— ABOUT THIS EXERCISE —
Locate, in the data below, the line that contains "like x=434, y=274." and the line that contains "like x=212, y=244."; reproduce exactly those two lines and every line between them, nothing more.
BEGIN THE INPUT
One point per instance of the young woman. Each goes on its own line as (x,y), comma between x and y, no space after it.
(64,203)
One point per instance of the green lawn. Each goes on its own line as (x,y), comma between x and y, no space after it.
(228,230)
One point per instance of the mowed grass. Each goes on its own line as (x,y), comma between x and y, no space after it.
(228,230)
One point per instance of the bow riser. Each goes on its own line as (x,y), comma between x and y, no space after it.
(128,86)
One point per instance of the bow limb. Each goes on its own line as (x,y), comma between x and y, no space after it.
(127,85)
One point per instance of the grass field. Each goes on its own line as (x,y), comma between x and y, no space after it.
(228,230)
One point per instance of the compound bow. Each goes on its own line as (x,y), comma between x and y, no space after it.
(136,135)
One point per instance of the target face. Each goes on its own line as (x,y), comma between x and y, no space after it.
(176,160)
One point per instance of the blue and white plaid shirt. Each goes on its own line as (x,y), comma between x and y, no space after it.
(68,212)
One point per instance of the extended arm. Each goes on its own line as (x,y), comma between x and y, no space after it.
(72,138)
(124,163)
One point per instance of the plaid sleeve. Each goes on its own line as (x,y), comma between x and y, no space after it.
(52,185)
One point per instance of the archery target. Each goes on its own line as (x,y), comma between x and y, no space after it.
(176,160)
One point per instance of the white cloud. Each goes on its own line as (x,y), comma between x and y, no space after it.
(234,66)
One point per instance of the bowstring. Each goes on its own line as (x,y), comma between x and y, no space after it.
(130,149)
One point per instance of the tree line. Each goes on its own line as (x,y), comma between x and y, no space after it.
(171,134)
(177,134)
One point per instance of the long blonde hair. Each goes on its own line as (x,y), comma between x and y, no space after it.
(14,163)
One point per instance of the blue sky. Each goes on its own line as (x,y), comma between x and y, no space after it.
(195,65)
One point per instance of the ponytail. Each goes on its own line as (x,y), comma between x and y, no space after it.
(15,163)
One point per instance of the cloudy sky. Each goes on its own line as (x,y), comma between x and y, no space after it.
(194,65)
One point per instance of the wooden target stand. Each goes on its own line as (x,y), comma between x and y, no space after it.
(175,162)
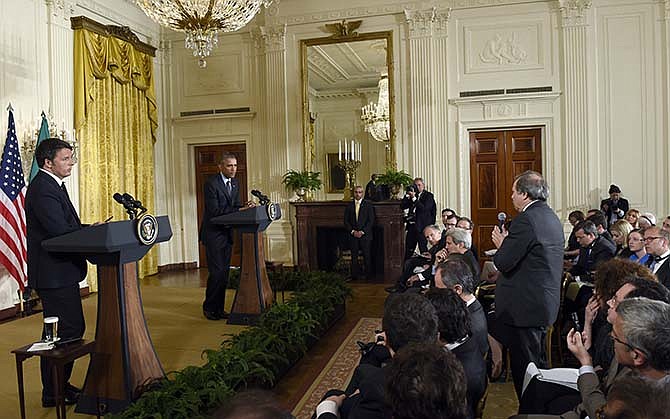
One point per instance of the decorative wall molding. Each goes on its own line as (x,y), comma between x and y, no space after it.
(273,37)
(499,51)
(573,12)
(61,10)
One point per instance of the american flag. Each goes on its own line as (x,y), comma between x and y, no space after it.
(13,253)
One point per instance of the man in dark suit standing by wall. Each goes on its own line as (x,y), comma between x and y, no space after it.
(615,207)
(425,210)
(222,196)
(530,261)
(359,217)
(55,276)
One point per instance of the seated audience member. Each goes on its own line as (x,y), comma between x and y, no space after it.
(593,211)
(631,216)
(609,277)
(449,219)
(641,341)
(466,224)
(549,398)
(646,220)
(666,224)
(455,333)
(252,404)
(572,250)
(457,246)
(408,318)
(637,397)
(641,338)
(657,243)
(457,276)
(637,249)
(418,271)
(600,222)
(426,382)
(615,206)
(620,231)
(594,250)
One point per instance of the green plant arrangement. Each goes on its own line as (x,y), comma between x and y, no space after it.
(257,356)
(395,180)
(301,182)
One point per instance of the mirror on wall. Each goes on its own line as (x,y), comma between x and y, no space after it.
(348,97)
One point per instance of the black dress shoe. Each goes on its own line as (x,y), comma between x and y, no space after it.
(70,399)
(211,315)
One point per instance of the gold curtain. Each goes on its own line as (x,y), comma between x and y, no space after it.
(116,121)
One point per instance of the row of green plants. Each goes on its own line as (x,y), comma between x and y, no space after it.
(256,357)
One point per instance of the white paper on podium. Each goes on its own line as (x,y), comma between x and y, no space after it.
(563,376)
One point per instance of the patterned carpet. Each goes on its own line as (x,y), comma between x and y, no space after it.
(501,402)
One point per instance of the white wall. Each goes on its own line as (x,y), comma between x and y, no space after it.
(605,120)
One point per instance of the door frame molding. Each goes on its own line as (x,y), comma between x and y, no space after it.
(506,113)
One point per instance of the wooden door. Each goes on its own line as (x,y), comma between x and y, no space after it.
(496,158)
(207,159)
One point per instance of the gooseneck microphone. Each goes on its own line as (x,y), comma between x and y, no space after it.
(501,220)
(264,200)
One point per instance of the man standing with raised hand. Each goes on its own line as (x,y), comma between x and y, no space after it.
(530,261)
(222,196)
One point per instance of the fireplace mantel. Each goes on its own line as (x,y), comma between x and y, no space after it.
(388,215)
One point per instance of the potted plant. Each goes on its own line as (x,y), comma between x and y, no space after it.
(395,180)
(301,182)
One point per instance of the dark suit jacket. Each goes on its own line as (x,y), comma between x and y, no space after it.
(663,273)
(474,366)
(218,202)
(599,251)
(49,213)
(622,205)
(424,210)
(366,218)
(479,326)
(530,261)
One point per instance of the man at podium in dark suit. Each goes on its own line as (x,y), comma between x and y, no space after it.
(359,217)
(222,196)
(55,276)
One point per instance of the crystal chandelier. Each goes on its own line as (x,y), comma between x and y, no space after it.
(375,116)
(202,20)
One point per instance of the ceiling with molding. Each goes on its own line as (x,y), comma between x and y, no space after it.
(346,66)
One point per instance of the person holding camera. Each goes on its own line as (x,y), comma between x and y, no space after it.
(421,211)
(614,207)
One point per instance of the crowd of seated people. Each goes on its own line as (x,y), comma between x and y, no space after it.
(433,322)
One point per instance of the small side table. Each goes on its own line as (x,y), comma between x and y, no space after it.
(59,356)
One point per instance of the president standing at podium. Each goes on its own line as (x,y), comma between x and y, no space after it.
(222,196)
(55,276)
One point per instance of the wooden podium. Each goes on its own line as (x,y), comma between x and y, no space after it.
(254,294)
(124,359)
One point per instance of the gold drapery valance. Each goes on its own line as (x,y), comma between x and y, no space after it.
(116,119)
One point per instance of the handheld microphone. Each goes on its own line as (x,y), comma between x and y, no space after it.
(501,220)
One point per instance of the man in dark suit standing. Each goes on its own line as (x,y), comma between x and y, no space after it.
(530,261)
(222,196)
(359,217)
(55,276)
(425,210)
(614,207)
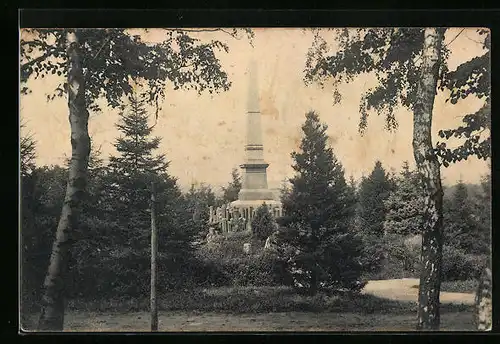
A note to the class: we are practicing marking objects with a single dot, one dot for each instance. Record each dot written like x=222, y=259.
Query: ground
x=398, y=295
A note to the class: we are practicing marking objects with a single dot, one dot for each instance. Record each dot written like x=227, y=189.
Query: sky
x=203, y=136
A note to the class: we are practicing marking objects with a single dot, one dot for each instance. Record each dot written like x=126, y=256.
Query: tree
x=27, y=153
x=373, y=191
x=101, y=63
x=128, y=204
x=463, y=230
x=318, y=215
x=232, y=190
x=263, y=224
x=405, y=205
x=409, y=64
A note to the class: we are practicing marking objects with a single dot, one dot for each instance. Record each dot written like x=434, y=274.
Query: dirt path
x=401, y=290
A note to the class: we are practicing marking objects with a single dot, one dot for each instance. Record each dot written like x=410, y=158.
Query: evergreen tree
x=318, y=216
x=462, y=228
x=128, y=204
x=231, y=191
x=263, y=223
x=373, y=191
x=405, y=204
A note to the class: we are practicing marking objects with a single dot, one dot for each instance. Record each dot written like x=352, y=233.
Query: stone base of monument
x=247, y=248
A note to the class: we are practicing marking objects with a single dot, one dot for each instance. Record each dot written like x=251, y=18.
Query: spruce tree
x=462, y=228
x=405, y=204
x=319, y=210
x=128, y=200
x=373, y=191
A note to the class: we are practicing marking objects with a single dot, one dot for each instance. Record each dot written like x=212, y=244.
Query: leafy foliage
x=27, y=153
x=405, y=204
x=319, y=211
x=114, y=57
x=394, y=56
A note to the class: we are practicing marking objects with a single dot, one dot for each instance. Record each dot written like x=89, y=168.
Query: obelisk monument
x=254, y=185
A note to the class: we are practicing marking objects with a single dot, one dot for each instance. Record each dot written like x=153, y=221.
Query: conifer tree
x=319, y=210
x=373, y=191
x=462, y=228
x=128, y=199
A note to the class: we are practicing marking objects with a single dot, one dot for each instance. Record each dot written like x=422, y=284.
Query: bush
x=264, y=269
x=226, y=263
x=459, y=265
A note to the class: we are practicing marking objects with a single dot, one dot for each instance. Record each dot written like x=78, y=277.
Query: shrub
x=459, y=265
x=263, y=269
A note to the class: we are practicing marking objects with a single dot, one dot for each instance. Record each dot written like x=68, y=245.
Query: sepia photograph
x=255, y=179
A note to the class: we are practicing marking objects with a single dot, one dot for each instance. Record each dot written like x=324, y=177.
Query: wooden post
x=154, y=251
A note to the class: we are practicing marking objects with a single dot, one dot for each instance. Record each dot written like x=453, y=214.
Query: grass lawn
x=468, y=286
x=258, y=309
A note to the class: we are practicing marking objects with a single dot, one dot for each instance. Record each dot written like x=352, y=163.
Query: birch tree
x=93, y=64
x=410, y=67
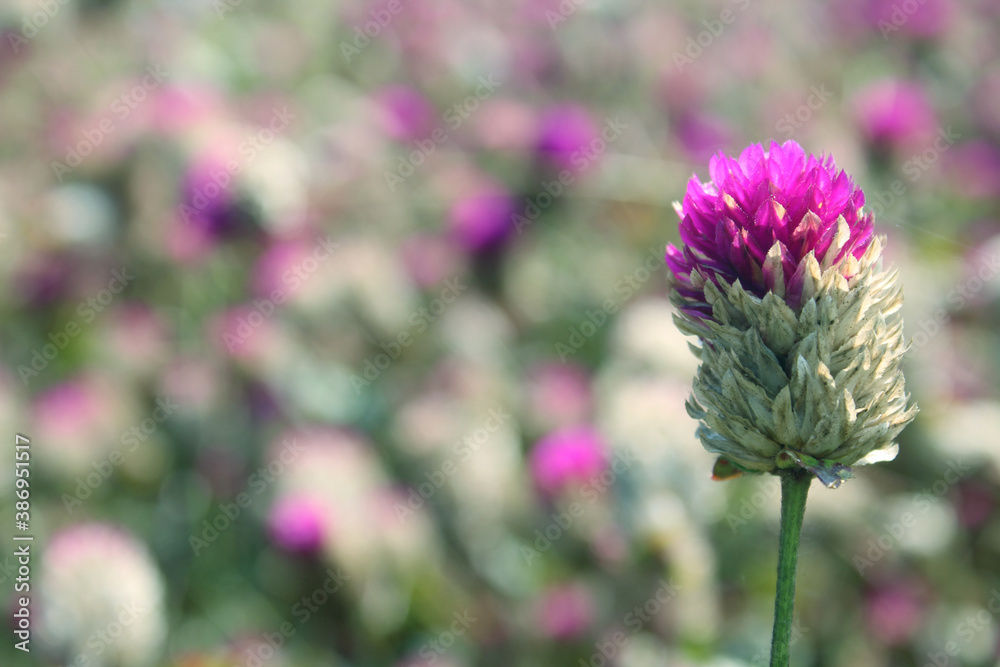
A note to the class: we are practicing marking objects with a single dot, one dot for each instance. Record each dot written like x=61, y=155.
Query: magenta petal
x=781, y=195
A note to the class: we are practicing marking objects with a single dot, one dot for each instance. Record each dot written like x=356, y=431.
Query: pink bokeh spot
x=566, y=457
x=297, y=524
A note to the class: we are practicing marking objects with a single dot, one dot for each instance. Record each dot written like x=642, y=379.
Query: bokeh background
x=340, y=331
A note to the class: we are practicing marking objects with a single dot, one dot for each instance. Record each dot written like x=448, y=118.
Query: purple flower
x=404, y=112
x=564, y=131
x=297, y=524
x=893, y=113
x=568, y=456
x=482, y=220
x=760, y=217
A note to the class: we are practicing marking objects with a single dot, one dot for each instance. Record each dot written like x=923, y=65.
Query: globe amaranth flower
x=801, y=335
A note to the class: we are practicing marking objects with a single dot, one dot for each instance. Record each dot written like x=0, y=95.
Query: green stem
x=794, y=487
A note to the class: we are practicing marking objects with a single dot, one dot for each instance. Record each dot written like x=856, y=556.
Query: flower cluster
x=802, y=340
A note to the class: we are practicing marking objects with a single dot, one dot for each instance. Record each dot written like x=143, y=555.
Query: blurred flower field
x=341, y=334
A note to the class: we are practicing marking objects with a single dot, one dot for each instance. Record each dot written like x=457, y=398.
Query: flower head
x=761, y=217
x=802, y=339
x=93, y=577
x=572, y=455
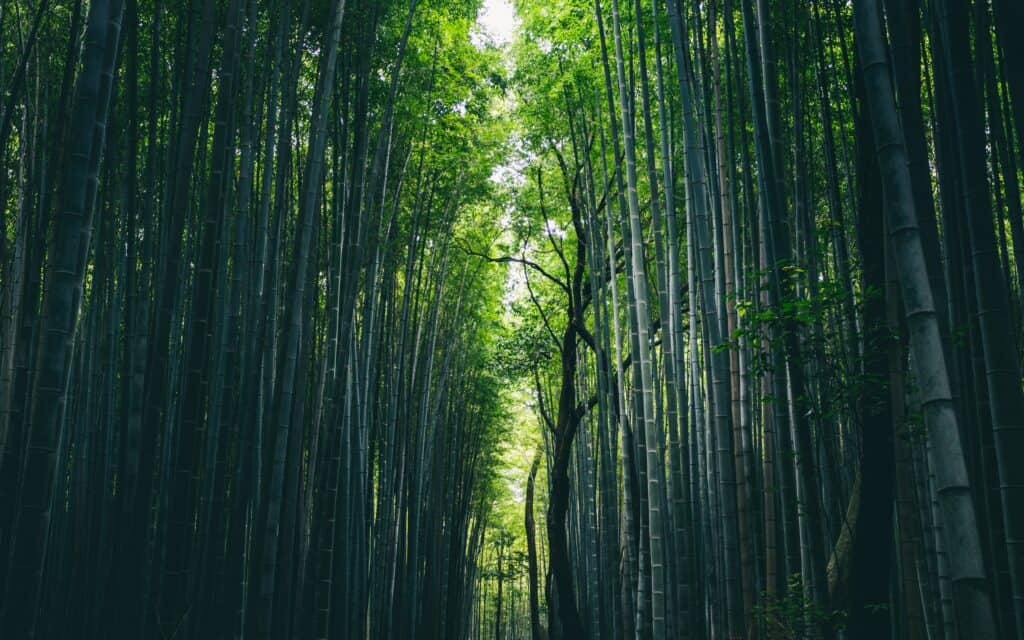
END THE INPUT
— OUTPUT FOR THIS EXERCISE —
A note to the class: we are practicing marking objects with a single dot, one dot for each instance. Record each dot written like x=434, y=274.
Query: dirt path
x=401, y=290
A note to the class: we are practicing marking objects with a single dot, one dot for each instance. Record each dot written like x=410, y=158.
Query: evergreen tree
x=318, y=216
x=462, y=228
x=128, y=204
x=231, y=191
x=263, y=223
x=373, y=191
x=405, y=204
A note to the class: we are practicing marking objects with a single dot, one dot for each instance. Record each dot written like x=352, y=233.
Query: stone base of monument
x=247, y=248
A note to the class: we are practicing marking objects with a single dot, one dot for each instance. Record each dot written like x=251, y=18.
Query: spruce tree
x=462, y=228
x=405, y=204
x=319, y=210
x=128, y=200
x=373, y=191
A note to the class: we are practicing marking objects with a single dot, one dot for each instance. Record each dot written like x=212, y=244.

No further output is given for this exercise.